§ **Instructions for the task**: Every entry that follows should be reproduced exactly.

(Object point labels)

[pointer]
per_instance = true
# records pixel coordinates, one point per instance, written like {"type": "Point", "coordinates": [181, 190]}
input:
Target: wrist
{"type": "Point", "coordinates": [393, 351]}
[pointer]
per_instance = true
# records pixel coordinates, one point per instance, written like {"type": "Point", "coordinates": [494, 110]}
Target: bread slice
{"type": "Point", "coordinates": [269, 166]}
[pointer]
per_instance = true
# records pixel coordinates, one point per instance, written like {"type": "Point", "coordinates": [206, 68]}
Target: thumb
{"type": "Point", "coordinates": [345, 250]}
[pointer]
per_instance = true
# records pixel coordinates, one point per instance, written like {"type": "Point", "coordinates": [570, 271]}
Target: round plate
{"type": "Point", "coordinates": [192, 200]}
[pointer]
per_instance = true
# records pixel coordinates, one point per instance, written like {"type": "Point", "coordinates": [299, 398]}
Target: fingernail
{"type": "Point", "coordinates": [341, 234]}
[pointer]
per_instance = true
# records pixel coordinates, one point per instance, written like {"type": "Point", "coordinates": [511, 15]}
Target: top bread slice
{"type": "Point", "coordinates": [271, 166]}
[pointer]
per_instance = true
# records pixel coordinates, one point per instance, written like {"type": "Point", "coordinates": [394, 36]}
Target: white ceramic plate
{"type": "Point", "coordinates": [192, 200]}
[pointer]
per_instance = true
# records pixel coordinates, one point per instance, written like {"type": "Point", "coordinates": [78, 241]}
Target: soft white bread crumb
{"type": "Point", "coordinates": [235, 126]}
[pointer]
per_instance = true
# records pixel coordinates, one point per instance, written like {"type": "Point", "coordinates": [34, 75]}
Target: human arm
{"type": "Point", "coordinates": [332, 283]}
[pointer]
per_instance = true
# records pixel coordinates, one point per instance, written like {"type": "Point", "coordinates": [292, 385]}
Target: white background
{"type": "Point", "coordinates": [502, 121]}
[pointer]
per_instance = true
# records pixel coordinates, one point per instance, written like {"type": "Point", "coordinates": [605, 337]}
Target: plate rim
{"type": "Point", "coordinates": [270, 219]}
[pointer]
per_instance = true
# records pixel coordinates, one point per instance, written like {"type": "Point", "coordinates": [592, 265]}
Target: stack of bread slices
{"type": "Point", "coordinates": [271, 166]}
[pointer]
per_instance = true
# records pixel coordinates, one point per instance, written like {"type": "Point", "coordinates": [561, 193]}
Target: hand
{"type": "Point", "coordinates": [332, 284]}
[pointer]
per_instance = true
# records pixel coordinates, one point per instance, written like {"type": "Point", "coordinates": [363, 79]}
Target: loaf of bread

§ **Problem solution**:
[pointer]
per_instance = true
# records pixel coordinates, one point per instance, written like {"type": "Point", "coordinates": [181, 190]}
input:
Target: wrist
{"type": "Point", "coordinates": [393, 351]}
[pointer]
per_instance = true
# records pixel coordinates, one point per instance, written like {"type": "Point", "coordinates": [494, 110]}
Target: bread slice
{"type": "Point", "coordinates": [269, 166]}
[pointer]
per_instance = true
# records pixel coordinates, one point per instance, written like {"type": "Point", "coordinates": [206, 68]}
Target: thumb
{"type": "Point", "coordinates": [345, 250]}
[pointer]
per_instance = true
# records pixel coordinates, one point per instance, written like {"type": "Point", "coordinates": [570, 271]}
Target: round plate
{"type": "Point", "coordinates": [192, 200]}
[pointer]
per_instance = true
# records pixel coordinates, one point per instance, written like {"type": "Point", "coordinates": [299, 398]}
Target: fingernail
{"type": "Point", "coordinates": [341, 234]}
[pointer]
per_instance = true
# records pixel coordinates, one point per instance, written like {"type": "Point", "coordinates": [511, 15]}
Target: top bread slice
{"type": "Point", "coordinates": [271, 166]}
[pointer]
per_instance = true
# records pixel coordinates, one point per instance, written like {"type": "Point", "coordinates": [394, 36]}
Target: white ceramic plate
{"type": "Point", "coordinates": [192, 200]}
[pointer]
per_instance = true
# records pixel coordinates, one point per instance, written like {"type": "Point", "coordinates": [78, 241]}
Target: soft white bread crumb
{"type": "Point", "coordinates": [235, 126]}
[pointer]
per_instance = true
# records pixel coordinates, one point per instance, written like {"type": "Point", "coordinates": [34, 75]}
Target: human arm
{"type": "Point", "coordinates": [332, 283]}
[pointer]
per_instance = true
# records pixel coordinates, one point per instance, written like {"type": "Point", "coordinates": [292, 385]}
Target: white background
{"type": "Point", "coordinates": [502, 121]}
[pointer]
per_instance = true
# records pixel coordinates, one point per instance, written like {"type": "Point", "coordinates": [605, 337]}
Target: plate rim
{"type": "Point", "coordinates": [270, 219]}
[pointer]
per_instance = true
# records pixel coordinates, one point per instance, written like {"type": "Point", "coordinates": [592, 265]}
Target: stack of bread slices
{"type": "Point", "coordinates": [271, 166]}
[pointer]
per_instance = true
# records pixel coordinates, one point per instance, written like {"type": "Point", "coordinates": [561, 193]}
Target: hand
{"type": "Point", "coordinates": [332, 284]}
[pointer]
per_instance = true
# records pixel coordinates, one point per instance, written like {"type": "Point", "coordinates": [363, 79]}
Target: loaf of bread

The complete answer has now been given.